= Problem details =
Omitting all images, transcribe the entries word for word.

[Stored data]
• • • •

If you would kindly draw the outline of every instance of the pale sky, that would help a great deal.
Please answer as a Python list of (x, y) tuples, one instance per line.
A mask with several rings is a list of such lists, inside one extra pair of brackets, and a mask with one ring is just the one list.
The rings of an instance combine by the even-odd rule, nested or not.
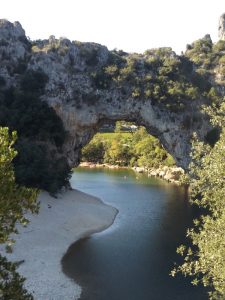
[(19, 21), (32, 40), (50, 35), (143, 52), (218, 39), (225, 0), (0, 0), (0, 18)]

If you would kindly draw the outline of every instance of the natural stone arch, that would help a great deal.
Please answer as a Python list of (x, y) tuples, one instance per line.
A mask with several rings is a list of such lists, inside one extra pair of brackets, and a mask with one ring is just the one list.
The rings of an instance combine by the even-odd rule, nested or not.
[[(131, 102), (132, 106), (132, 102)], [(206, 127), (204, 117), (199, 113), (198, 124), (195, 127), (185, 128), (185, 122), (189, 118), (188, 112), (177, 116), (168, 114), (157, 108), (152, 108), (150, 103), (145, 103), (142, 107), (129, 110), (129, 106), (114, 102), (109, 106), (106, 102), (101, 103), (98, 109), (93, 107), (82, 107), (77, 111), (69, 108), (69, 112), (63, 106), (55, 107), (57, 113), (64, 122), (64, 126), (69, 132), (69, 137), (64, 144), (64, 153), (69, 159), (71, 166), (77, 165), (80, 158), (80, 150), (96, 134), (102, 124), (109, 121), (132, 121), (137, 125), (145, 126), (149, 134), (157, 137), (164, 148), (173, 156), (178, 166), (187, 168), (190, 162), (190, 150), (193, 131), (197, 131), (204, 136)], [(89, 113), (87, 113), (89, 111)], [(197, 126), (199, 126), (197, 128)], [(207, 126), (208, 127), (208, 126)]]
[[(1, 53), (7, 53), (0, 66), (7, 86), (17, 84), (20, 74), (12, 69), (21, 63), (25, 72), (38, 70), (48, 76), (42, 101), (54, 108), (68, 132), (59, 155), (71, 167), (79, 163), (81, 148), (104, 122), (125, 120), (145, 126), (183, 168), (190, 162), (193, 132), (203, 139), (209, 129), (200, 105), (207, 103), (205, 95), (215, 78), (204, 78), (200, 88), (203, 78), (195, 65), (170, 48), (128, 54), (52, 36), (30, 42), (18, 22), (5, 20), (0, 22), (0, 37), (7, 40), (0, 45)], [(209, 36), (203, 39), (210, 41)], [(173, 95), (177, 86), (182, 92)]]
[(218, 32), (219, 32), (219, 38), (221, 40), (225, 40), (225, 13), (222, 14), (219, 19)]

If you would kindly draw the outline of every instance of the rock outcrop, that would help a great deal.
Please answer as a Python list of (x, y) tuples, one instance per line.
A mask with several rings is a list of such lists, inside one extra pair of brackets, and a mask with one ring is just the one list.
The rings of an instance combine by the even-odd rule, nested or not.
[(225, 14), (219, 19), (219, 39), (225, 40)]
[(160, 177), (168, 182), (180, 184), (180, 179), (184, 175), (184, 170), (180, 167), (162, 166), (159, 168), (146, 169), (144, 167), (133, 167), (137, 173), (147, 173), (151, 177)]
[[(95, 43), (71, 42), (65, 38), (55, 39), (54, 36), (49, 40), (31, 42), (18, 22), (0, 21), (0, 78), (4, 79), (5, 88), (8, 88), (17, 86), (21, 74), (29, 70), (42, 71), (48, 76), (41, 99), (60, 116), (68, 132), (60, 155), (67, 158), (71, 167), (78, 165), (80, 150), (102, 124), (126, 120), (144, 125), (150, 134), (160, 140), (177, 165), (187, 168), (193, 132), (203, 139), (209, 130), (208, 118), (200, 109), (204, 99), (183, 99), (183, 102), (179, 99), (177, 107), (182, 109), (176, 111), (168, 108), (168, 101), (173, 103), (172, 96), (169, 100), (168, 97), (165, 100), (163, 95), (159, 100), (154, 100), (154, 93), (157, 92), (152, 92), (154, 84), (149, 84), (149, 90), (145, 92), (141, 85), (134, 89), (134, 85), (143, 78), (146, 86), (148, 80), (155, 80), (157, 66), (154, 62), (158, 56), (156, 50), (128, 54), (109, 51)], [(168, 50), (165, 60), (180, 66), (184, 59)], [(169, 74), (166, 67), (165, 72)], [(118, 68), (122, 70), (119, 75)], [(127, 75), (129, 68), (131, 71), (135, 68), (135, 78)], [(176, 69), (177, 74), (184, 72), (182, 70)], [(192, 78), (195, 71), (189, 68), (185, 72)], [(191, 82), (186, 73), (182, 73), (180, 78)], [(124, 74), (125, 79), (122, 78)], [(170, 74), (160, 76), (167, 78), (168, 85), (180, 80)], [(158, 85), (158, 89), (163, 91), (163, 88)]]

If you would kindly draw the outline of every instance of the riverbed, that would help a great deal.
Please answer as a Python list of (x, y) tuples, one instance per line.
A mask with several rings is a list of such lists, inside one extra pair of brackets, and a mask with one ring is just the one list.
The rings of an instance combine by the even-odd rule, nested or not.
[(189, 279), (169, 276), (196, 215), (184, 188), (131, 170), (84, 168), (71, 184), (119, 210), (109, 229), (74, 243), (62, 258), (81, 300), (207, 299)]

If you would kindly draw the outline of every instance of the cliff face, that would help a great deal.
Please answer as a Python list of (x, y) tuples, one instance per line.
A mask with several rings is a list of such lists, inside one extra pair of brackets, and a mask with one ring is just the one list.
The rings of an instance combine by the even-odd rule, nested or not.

• • • •

= Written response =
If you would kindly draw the outline of every instance of the pale sky, that would help a great deal.
Please answer as a Python list of (x, y) tuples, one instance per line.
A mask with several rings is a list of such lists, inside one extra pair of brackets, and a mask with one ring is just the one list.
The rings of an instance combine by the even-odd rule, nested or not.
[(19, 21), (32, 40), (50, 35), (143, 52), (218, 39), (225, 0), (0, 0), (0, 18)]

If you would kindly draw the outline of every instance of the natural stone arch, that would help a great deal.
Please answer as a Python list of (x, y) tuples, one instance per line.
A mask with several rings is a list of such lists, inside one extra pair of brackets, and a mask with one ring is just the one list.
The rings of an instance combine by the even-odd rule, nested or not.
[[(131, 102), (132, 106), (132, 102)], [(206, 127), (204, 117), (199, 113), (198, 124), (195, 127), (185, 128), (185, 122), (189, 118), (188, 112), (177, 116), (168, 114), (157, 108), (152, 108), (150, 103), (145, 103), (142, 107), (129, 110), (129, 106), (114, 102), (109, 106), (106, 102), (101, 103), (98, 109), (93, 107), (82, 107), (77, 111), (69, 108), (69, 112), (63, 106), (55, 107), (57, 113), (64, 122), (64, 126), (69, 132), (69, 137), (64, 144), (64, 153), (69, 159), (71, 166), (77, 165), (80, 158), (80, 150), (96, 134), (102, 124), (109, 121), (132, 121), (137, 125), (145, 126), (149, 134), (157, 137), (164, 148), (173, 156), (178, 166), (187, 168), (190, 162), (190, 150), (193, 131), (197, 131), (204, 136)], [(89, 113), (87, 113), (89, 111)], [(197, 126), (199, 126), (197, 128)], [(207, 126), (208, 127), (208, 126)]]
[[(1, 53), (7, 53), (0, 66), (7, 86), (17, 84), (20, 74), (12, 69), (21, 63), (25, 72), (38, 70), (48, 76), (42, 101), (54, 108), (68, 132), (59, 155), (71, 167), (79, 163), (81, 148), (104, 122), (125, 120), (145, 126), (183, 168), (190, 162), (193, 132), (203, 139), (209, 129), (200, 105), (207, 103), (205, 95), (215, 78), (204, 78), (200, 88), (203, 78), (195, 65), (170, 48), (128, 54), (52, 36), (30, 42), (18, 22), (5, 20), (0, 22), (0, 37), (7, 40), (0, 45)], [(209, 36), (203, 39), (210, 41)], [(173, 95), (177, 86), (182, 92)]]
[(218, 32), (219, 32), (219, 38), (221, 40), (225, 40), (225, 13), (222, 14), (219, 19)]

If you would kindly draw the outline of every instance of the rock outcrop, that would help a great deal.
Please answer as a Python list of (x, y) tuples, one instance per line.
A mask with several rings is a list of such lists, inside one extra pair of brackets, and a mask with one ring is just the one list.
The rings of an instance combine by the even-odd rule, nested or not.
[(225, 14), (219, 19), (219, 39), (225, 40)]
[(160, 177), (168, 182), (180, 184), (180, 179), (184, 175), (184, 170), (180, 167), (162, 166), (159, 168), (146, 169), (144, 167), (133, 167), (137, 173), (147, 173), (151, 177)]
[[(95, 43), (71, 42), (65, 38), (55, 39), (54, 36), (49, 40), (31, 42), (18, 22), (0, 21), (0, 78), (4, 79), (5, 88), (8, 88), (17, 86), (21, 74), (29, 70), (42, 71), (48, 76), (41, 99), (60, 116), (68, 132), (60, 155), (67, 158), (71, 167), (78, 165), (80, 150), (102, 124), (126, 120), (144, 125), (150, 134), (160, 140), (177, 165), (187, 168), (193, 132), (203, 139), (209, 130), (208, 118), (200, 109), (204, 99), (183, 99), (183, 102), (179, 99), (177, 107), (182, 109), (176, 111), (168, 108), (168, 101), (173, 103), (172, 96), (169, 100), (168, 97), (165, 100), (163, 95), (159, 100), (154, 100), (154, 93), (157, 92), (152, 92), (154, 84), (149, 84), (149, 90), (145, 92), (141, 85), (134, 89), (134, 85), (143, 78), (146, 86), (148, 80), (155, 80), (157, 66), (154, 62), (158, 56), (156, 50), (128, 54), (109, 51)], [(168, 50), (165, 60), (180, 66), (184, 59)], [(169, 74), (166, 67), (165, 72)], [(118, 68), (122, 70), (119, 75)], [(127, 75), (129, 68), (131, 71), (135, 68), (135, 78)], [(176, 69), (177, 74), (184, 72), (182, 70)], [(192, 78), (195, 71), (189, 68), (185, 72)], [(191, 82), (186, 73), (182, 73), (180, 78)], [(124, 74), (125, 79), (122, 78)], [(170, 74), (160, 76), (167, 78), (168, 85), (180, 80)], [(158, 85), (158, 89), (163, 91), (163, 88)]]

If you would kindly draw the outline of every instance of the riverbed, that would help a great deal.
Please answer as a Python list of (x, y) tuples, one instance per line.
A mask with several rings is a list of such lists, inside one extra pair of brackets, and a mask with one ring is just the one list.
The rings of an instance combine by the even-odd rule, nested or not.
[(189, 279), (169, 276), (196, 215), (184, 188), (131, 170), (84, 168), (71, 184), (119, 210), (109, 229), (74, 243), (62, 258), (81, 300), (207, 299)]

If you would kindly draw the outline of every instance of the cliff face, that would help a great deal.
Please answer as a Python list of (x, y) tuples, one instance per line.
A mask with several rings is a list of such lists, inside one extra pair of brackets, and a mask with one ring is just the one list.
The rings of an instance combine by the even-odd rule, nested or not.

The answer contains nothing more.